Is There a Nuclear Option for Stopping Climate Change?

Credit...The New York Times; Photographs by frentusha and vchal via Getty Images

Mr. Bokat-Lindell is a staff editor.

This article is part of the Debatable newsletter. You can sign up here to receive it on Tuesdays and Thursdays.

Humanity’s failure to avert the crisis of a warming climate is sometimes framed as a grand technological problem: For centuries, countries relied on fossil fuels to industrialize their economies and generate wealth, and it was only in recent years that alternative ways of powering a society, like solar and wind energy, became viable.

But when it comes to electricity, at least, that story isn’t true. Today, the United States gets 60 percent of its electricity from fossil fuels and just 20 percent from renewables. The final 20 percent comes from nuclear power, a technology that has existed since the 1950s, produces no carbon dioxide and has killed far fewer people than fossil fuels.

Decarbonizing the electric grid is certainly not the only challenge climate change poses, but it is the central one. And the Biden administration has said the United States needs to meet it by 2035. Should nuclear power be playing a bigger role in the transition? Here’s what people are saying.

Its proponents often point out that nuclear power is responsible for the fastest decarbonization effort in history. In the 1970s, France embarked on a sweeping, centrally planned expansion of its nuclear power industry to break its dependence on foreign oil. Over the next decade, it managed to expand its economy even as it cut its emissions at a rate that no other country has achieved since. Today, France derives 70 percent of its electricity from nuclear power.

Why shouldn’t the United States follow suit? “A rapid increase in nuclear energy would slash emissions from the power sector, as the French example makes clear,” The Atlantic’s Robinson Meyer wrote in 2019. “Even today, France’s carbon density — its carbon emissions per capita — ranks well below that of Germany, the United Kingdom and the United States.”

While renewable energy has made enormous strides in recent years, nuclear power still has distinct advantages. Solar and wind farms, for example, take up much more space than nuclear plants, and they provide power only as the weather allows. In part for that reason, several recent studies have found that utilities could achieve 80 percent zero-carbon electricity by 2030 using today’s renewable energy technology, but cleaning up the last 20 percent will prove more difficult.

There are several proposed ways of solving renewable energy’s storage problem — including huge battery arrays and hydrogen fuel — but those technologies aren’t yet up to the task, my colleague Brad Plumer wrote last month.

From a public health perspective, nuclear power is also much safer than fossil fuels, Joshua S. Goldstein, Staffan A. Qvist and Steven Pinker argued in The Times in 2019. According to one study published this year, air pollution from fossil fuels killed a staggering 8.7 million people in 2018. By contrast, Goldstein, Qvist and Pinker noted that in 60 years of nuclear power, only three accidents have raised public alarm, and just one — Chernobyl — directly caused any deaths.

▸ **Work required**:
Answer these questions using the nuclear power article above, one answer per line:
1. What percentage of United States electricity comes from nuclear power?
2. What percentage of its electricity does France derive from nuclear power today?
3. According to the study cited, how many people did air pollution from fossil fuels kill in 2018?

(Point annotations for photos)
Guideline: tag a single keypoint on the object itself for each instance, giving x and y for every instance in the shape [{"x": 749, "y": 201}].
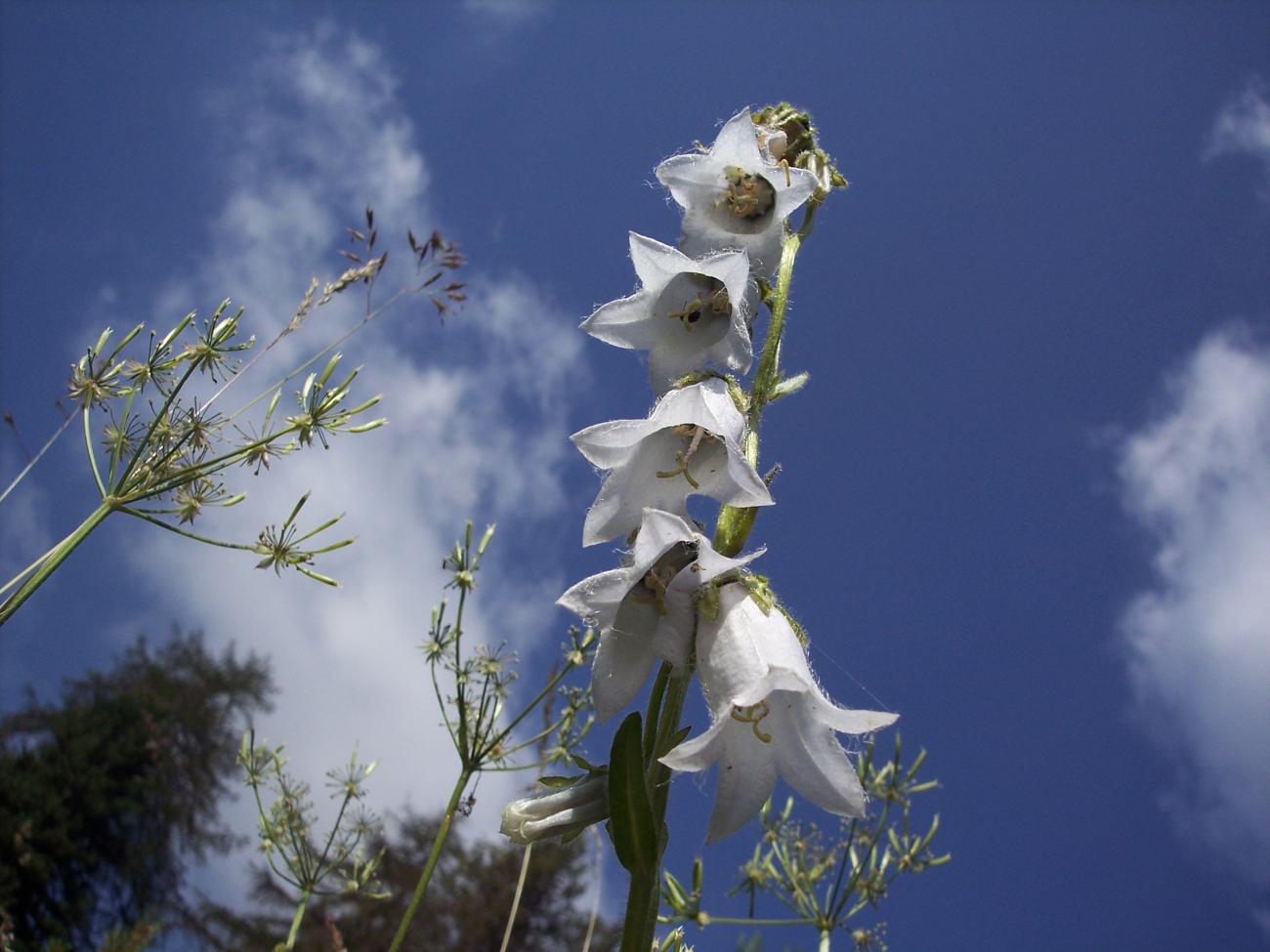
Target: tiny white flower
[
  {"x": 686, "y": 313},
  {"x": 735, "y": 195},
  {"x": 769, "y": 718},
  {"x": 690, "y": 444},
  {"x": 558, "y": 812},
  {"x": 644, "y": 610}
]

▸ **Correct result**:
1. 20 percent
2. 70 percent
3. 8.7 million